= O que fazer =
Repita literalmente o trecho do texto sobre precedentes judiciais que vai de "O projeto do" até "de decisões arbitrárias.", incluindo ambos.
── Texto para ler ──
A utilização em demasia de mecanismos que relativizam o direito de obter uma resposta específica para determinado caso concreto não pode ser vista com bons olhos, pois o ofício de julgar não é pautado em um raciocínio matemático ou eminentemente silogístico. O argumento é formado a partir da interpretação de enunciados normativos e dos dados fáticos apresentados. A valoração e a atenção a realidade jamais podem ser dispensadas ou simplesmente relegadas ao segundo plano. A falta de análise detida às peculiaridades do caso concreto, colocando todos os casos “idênticos” em uma mesma “caixa” aguardando a decisão de um recurso em processo paradigma, para então vincular todos os demais, gera o mesmo sentimento de insatisfação dos que sofrem com a demora na prestação jurisdicional.

Entretanto, não se pode negar a existência de uma enorme contingência de demandas que tratam realmente de casos idênticos e reclamam uma solução que não pode fugir a regra. Mas adotar a teoria de precedentes e a vinculatividade das decisões dos Tribunais Superiores exige cautela. O professor Dierle Nunes, ao tratar do assunto, adverte que o Poder Judiciário deve ter a preocupação de julgar as causas que são postas à sua análise e que não podem ser vistas como meras teses para estabelecer “standards interpretativos”. Ressalta, ainda, que mesmo em países onde a utilização dos precedentes é tradicional, estes não são aplicados de maneira mecânica. É necessária a reconstrução histórica da aplicação decisória, sendo necessário discutir sua adaptabilidade. Neste sentido destaca as palavras de Mortimer Sellers sobre a utilização do precedente no sistema americano:

Stare decisis é o caminho preferível, porque ele promove a imparcialidade e uma previsível e consistente construção de princípios jurídicos, fomenta a confiança nas decisões judiciais e contribui para a atual e percebida integridade do processo judicial. Aderir-se ao precedente é usualmente a política sábia, porque na maioria das questões é mais importante que a regra jurídica aplicável seja apenas estabelecida do que estabelecida corretamente. Entretanto, quando não se é viável controlar o rumo das decisões, ou a racionalização/fundamentação é mal feita, esta Corte nunca se sentiu obrigada a seguir o precedente. Stare decisis não é um comando inexorável; é, sobretudo, um princípio político, e não uma fórmula mecânica de aderência à última decisão.[3]

O projeto do novo Código de Processo Civil (PL 8.046/2010) é hoje a maior expressão desta busca da celeridade na prestação jurisdicional e uma vez aprovado precisará de juristas preparados para a nova realidade para o qual foi criado, a justiça de massa, sem esquecer da necessidade de análise do caso concreto para evitar injustiças. Neste prisma, nunca é demais advertir que a mitigação excessiva das garantias constitucionais poderá gerar efeito reverso ao esperado, causando descrédito do jurisdicionado diante de decisões arbitrárias.
───
── Conteúdo dos dados ──
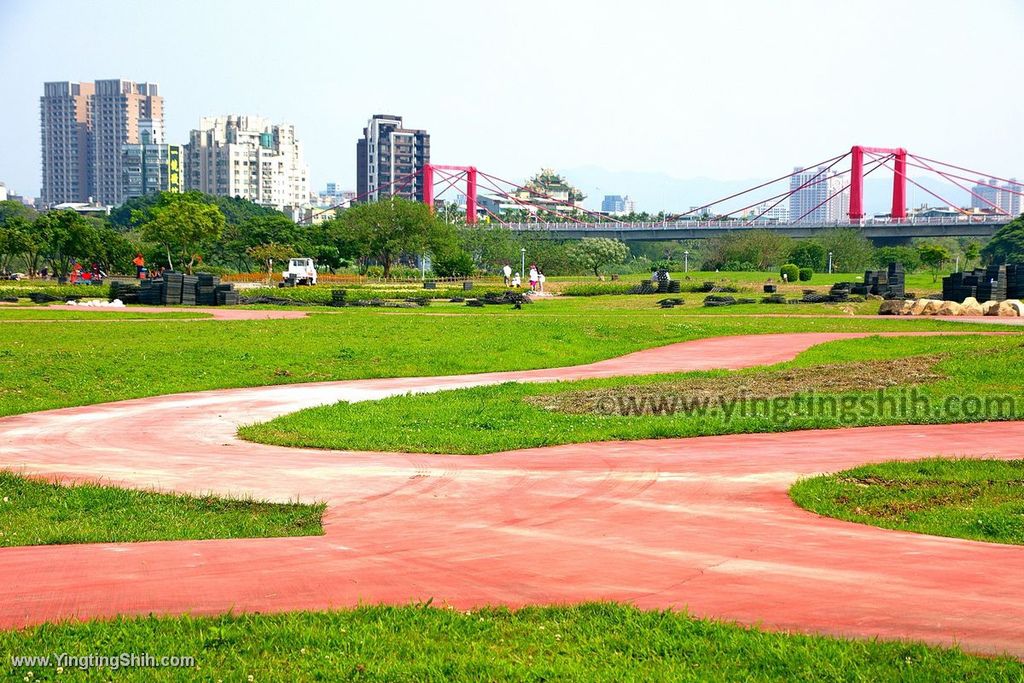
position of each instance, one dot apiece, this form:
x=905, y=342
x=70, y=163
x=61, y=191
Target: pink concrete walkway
x=700, y=523
x=215, y=312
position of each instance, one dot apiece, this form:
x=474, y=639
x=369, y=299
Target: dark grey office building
x=389, y=160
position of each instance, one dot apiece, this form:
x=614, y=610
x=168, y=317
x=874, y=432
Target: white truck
x=300, y=271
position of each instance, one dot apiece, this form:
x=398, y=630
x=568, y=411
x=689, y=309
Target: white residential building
x=810, y=189
x=1009, y=197
x=248, y=157
x=839, y=203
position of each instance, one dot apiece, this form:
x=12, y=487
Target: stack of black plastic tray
x=172, y=288
x=188, y=285
x=226, y=297
x=128, y=293
x=1015, y=282
x=206, y=289
x=992, y=286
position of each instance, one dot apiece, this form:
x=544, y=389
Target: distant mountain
x=657, y=191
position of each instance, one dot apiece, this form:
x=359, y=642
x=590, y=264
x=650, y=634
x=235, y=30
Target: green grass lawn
x=596, y=641
x=47, y=366
x=982, y=500
x=512, y=416
x=35, y=512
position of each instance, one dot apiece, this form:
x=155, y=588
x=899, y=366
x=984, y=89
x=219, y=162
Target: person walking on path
x=139, y=265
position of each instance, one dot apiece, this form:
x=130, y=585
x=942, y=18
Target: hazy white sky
x=724, y=89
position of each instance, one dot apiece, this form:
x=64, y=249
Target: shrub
x=456, y=263
x=597, y=290
x=60, y=291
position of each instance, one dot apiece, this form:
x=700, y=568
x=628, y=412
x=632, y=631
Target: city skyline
x=530, y=119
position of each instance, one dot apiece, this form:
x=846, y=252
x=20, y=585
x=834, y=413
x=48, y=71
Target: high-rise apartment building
x=389, y=158
x=810, y=191
x=118, y=109
x=248, y=157
x=84, y=127
x=151, y=166
x=65, y=117
x=839, y=200
x=990, y=196
x=613, y=204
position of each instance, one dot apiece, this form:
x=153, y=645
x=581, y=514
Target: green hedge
x=322, y=294
x=79, y=291
x=598, y=289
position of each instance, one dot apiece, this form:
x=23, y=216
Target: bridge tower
x=857, y=180
x=470, y=173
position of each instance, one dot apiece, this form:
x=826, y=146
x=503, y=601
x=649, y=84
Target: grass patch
x=653, y=399
x=512, y=416
x=44, y=367
x=982, y=500
x=595, y=641
x=35, y=513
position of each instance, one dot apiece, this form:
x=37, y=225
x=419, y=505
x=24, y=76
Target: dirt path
x=699, y=523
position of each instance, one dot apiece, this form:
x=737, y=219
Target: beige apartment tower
x=66, y=122
x=248, y=157
x=84, y=127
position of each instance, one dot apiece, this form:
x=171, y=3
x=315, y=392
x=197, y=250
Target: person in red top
x=139, y=265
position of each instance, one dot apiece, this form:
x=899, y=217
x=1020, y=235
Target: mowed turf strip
x=596, y=641
x=844, y=375
x=56, y=366
x=982, y=500
x=35, y=512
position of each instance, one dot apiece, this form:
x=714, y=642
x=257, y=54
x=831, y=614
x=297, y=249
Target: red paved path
x=216, y=312
x=702, y=523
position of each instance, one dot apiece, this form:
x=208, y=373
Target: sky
x=731, y=89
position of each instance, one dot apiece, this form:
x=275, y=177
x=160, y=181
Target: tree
x=851, y=251
x=1007, y=246
x=116, y=251
x=971, y=253
x=268, y=253
x=454, y=263
x=909, y=257
x=808, y=254
x=749, y=250
x=388, y=228
x=933, y=256
x=181, y=223
x=67, y=237
x=593, y=253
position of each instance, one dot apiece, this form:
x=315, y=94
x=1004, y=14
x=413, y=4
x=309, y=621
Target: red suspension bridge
x=809, y=204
───
= A solução =
O projeto do novo Código de Processo Civil (PL 8.046/2010) é hoje a maior expressão desta busca da celeridade na prestação jurisdicional e uma vez aprovado precisará de juristas preparados para a nova realidade para o qual foi criado, a justiça de massa, sem esquecer da necessidade de análise do caso concreto para evitar injustiças. Neste prisma, nunca é demais advertir que a mitigação excessiva das garantias constitucionais poderá gerar efeito reverso ao esperado, causando descrédito do jurisdicionado diante de decisões arbitrárias.